### Travail à réaliser
A. Dans l'entretien sur le BIM et l'IA, relevez toutes les causes que le Prof. Sulzer donne au fait que le BIM ne fait pas encore partie intégrante du processus de construction.
B. Répondez brièvement à ces questions sur l'entretien sur le BIM et l'IA :
(i) Dans quel pays se trouve l'EMPA ?
(ii) D'après le Prof. Sulzer, quelle est la condition préalable pour appliquer efficacement l'IA ?
(iii) Selon Daniela Cattolico, dans quelles entreprises faut-il surtout renforcer les compétences ?
C. Reprenez l'entretien sur le BIM et l'IA à la suite de sa dernière phrase, en poursuivant la réponse de Daniela Cattolico.

··· Extrait du texte

BIM et IA, des outils pour parvenir à des villes durables

Luxinnovation agit comme facilitateur de l’innovation, accélérateur des projets collaboratifs et catalyseur de financement pour que nous puissions évoluer vers des modèles plus durables, circulaires et numériques, contribuant ainsi, indirectement, à des villes plus résilientes.

Interview du Prof. Matthias Sulzer, membre du comité de direction, responsable du département Sciences de l’ingénierie et co-responsable du domaine prioritaire de recherche Environnement bâti de l’EMPA (Suisse), et de Daniela Cattolico, Head of National Business Relationship chez Luxinnovation.

Prof. Sulzer, quel est l’état de développement du BIM ?

Prof. Matthias Sulzer : Il ne fait pas encore partie intégrante du processus de construction. Cela est lié à la fragmentation du secteur, à l’écart entre les niveaux de maturité des acteurs d’un projet, mais aussi à un manque de connaissance sur la manière de transformer les données du BIM en informations exploitables, puis en connaissances permettant d’améliorer la prise de décision. C’est l’axe de développement nécessaire pour que le BIM ait un avenir prometteur.

Quelle est la place de l’IA dans cette évolution ?

MS : Elle est déjà présente partout, et son utilisation ne cesse de s’élargir. Le BIM est la condition préalable pour l’appliquer efficacement. Si nous parvenons à transformer les données en informations, l’IA pourra exploiter ces informations pour générer davantage de connaissances, qui sont la clé pour améliorer la prise de décision, notamment dans des situations complexes.

Daniela Cattolico, que manque-t-il au Luxembourg pour franchir ce cap ?

Daniela Cattolico : Le Luxembourg dispose d’un écosystème très dynamique. Cependant, plusieurs leviers doivent être activés pour rendre l’adoption du BIM suffisante. Le premier est le renforcement des compétences, surtout dans les PME. Cela passe par la formation pour comprendre l’utilisation du BIM, mais surtout sa valeur stratégique. Le deuxième est l’interopérabilité entre les acteurs car le BIM impose une culture de collaboration, qui n’est pas nécessairement naturelle dans une filière aussi fragmentée que la construction.

······
··· Données fournies

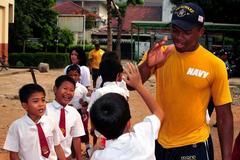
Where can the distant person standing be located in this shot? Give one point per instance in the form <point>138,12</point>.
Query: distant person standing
<point>78,57</point>
<point>95,57</point>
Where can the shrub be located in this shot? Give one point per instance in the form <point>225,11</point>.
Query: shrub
<point>55,60</point>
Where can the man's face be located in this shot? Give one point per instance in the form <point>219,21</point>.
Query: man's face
<point>186,41</point>
<point>75,75</point>
<point>74,57</point>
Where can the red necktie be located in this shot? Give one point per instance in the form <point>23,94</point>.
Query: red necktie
<point>43,142</point>
<point>62,122</point>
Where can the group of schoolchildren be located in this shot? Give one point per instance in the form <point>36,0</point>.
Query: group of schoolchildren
<point>56,130</point>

······

### Réponses dans l'ordre
A.
- La fragmentation du secteur
- L'écart entre les niveaux de maturité des acteurs d'un projet
- Un manque de connaissance sur la manière de transformer les données du BIM en informations exploitables, puis en connaissances permettant d'améliorer la prise de décision

B.
(i) En Suisse.
(ii) Le BIM.
(iii) Dans les PME.

C.
Luxinnovation soutient les organisations dans cette transition en leur proposant différents programmes – Fit 4 Sustainability, Fit 4 Digital, Fit 4 Innovation, Fit 4 AI – permettant d’évaluer leur degré de maturité et de bénéficier d’un accompagnement personnalisé. Nous jouons aussi le rôle de facilitateur au sein de l’écosystème, par exemple en soutenant des événements comme BIMLux et la conférence Construction durable pour des villes résilientes. Et naturellement, sur le plan opérationnel, l’une de nos missions consiste à accompagner les entreprises dans la soumission de projets et la préparation de dossiers leur permettant d’accéder à des aides nationales ou européennes.

Qu’est-ce qui freine l’innovation ?

MS : La collaboration entre la recherche, le monde académique et l’industrie manque dans la construction. Cela empêche les entreprises d’être innovantes et de s’adapter aux changements. C’est la raison pour laquelle il lui faut parfois beaucoup de temps pour intégrer de nouveaux enjeux, comme la durabilité.

Ce constat sur le manque de culture R&D dans la construction est-il valable aussi au Luxembourg ?

DC : Oui, et c’est pourquoi notre mission de faire remonter les besoins du terrain vers les centres de recherche et l’université est essentielle. Nous soutenons pour cela la collaboration transfrontalière entre entreprises et centres de recherche, à l’échelle nationale et internationale, à travers des projets comme Greater Green / Greater Green +. Nous sommes aussi partenaire d’initiatives comme l’AI Factory, qui offre aux entreprises la possibilité d’expérimenter des outils basés sur l’intelligence artificielle s’appuyant sur les données issues du BIM, par exemple pour améliorer la gestion du cycle de vie des bâtiments (maintenance prédictive, optimisation énergétique, surveillance de la santé des bâtiments), pour traiter les flux de données issus de capteurs et d’appareils IoT dans des bâtiments intelligents ou pour soutenir la planification de la déconstruction, la réutilisation des matériaux et l’extension du cycle de vie des bâtiments. Un autre aspect est la diffusion de la culture d’innovation. Elle passe par la cartographie des acteurs de l’écosystème national des différentes chaînes de valeur, par des études de prospection pour savoir ce qui va venir et ce qui se passe au-delà de nos frontières, ou encore par l’organisation d’ateliers de co-création et d’innovation.

Dans quelle direction la R&D doit-elle se diriger ?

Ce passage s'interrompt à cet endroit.